[Excerpts of annotation records]
··········
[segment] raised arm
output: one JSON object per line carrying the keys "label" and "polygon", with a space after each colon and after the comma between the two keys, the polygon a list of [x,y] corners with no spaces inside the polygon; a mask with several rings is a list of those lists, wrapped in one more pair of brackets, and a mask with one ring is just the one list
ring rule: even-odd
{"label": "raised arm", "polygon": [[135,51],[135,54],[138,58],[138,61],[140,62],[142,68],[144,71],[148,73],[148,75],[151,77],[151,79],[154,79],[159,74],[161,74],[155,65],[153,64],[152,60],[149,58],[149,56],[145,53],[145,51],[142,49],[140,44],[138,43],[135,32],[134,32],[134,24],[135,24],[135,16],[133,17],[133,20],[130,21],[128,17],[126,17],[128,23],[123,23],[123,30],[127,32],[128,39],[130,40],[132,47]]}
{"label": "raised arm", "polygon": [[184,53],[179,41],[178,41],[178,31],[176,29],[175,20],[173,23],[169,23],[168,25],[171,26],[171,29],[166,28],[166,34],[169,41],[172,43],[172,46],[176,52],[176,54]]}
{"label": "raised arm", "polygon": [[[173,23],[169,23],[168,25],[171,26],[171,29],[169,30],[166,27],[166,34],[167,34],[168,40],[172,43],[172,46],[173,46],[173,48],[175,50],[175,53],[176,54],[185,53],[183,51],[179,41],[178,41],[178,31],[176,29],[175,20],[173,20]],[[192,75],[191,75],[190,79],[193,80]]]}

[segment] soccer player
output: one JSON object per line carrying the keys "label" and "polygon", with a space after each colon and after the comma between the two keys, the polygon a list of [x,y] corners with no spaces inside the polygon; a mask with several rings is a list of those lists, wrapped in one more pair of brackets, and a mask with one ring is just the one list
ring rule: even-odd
··········
_Work to complete:_ Reproduce the data above, switching "ring rule" to "fill rule" wherever it occurs and leaving everything else unchanged.

_Result of this exercise:_
[segment] raised arm
output: one JSON object per line carrying the keys "label" and "polygon", with a space after each colon and after the comma between the two keys, the polygon a list of [x,y] corners with no spaces inside the polygon; a mask with several rings is a list of those lists, wrapped in one more pair of brackets, and a mask with one ring is just the one list
fill rule: even-odd
{"label": "raised arm", "polygon": [[135,51],[135,54],[138,58],[138,61],[140,62],[142,68],[144,71],[148,73],[148,75],[151,77],[151,79],[154,79],[159,74],[161,74],[155,65],[153,64],[152,60],[149,58],[149,56],[145,53],[145,51],[142,49],[140,44],[138,43],[135,32],[134,32],[134,24],[135,24],[135,16],[133,17],[133,20],[130,21],[128,17],[126,17],[128,23],[123,23],[123,30],[127,32],[128,39],[130,40],[132,47]]}
{"label": "raised arm", "polygon": [[184,53],[179,41],[178,41],[178,31],[176,29],[175,20],[173,23],[169,23],[168,25],[171,26],[171,29],[166,28],[166,34],[169,41],[172,43],[172,46],[176,52],[176,54]]}
{"label": "raised arm", "polygon": [[[173,23],[169,23],[168,25],[171,26],[171,29],[169,30],[166,27],[166,34],[167,34],[168,40],[172,43],[172,46],[173,46],[173,48],[175,50],[175,53],[176,54],[185,53],[183,51],[179,41],[178,41],[178,31],[176,29],[175,20],[173,20]],[[192,75],[191,75],[190,79],[193,80]]]}

[segment] soccer player
output: one JSON object per line carrying the keys "label" and "polygon", with a space after each colon and after the comma between the two keys, the polygon a list of [x,y] corners with no spaces inside the polygon; a mask with several rings is a list of those lists, wrapped in one more pair of brackets, and a mask with one ring is just the one list
fill rule: even-odd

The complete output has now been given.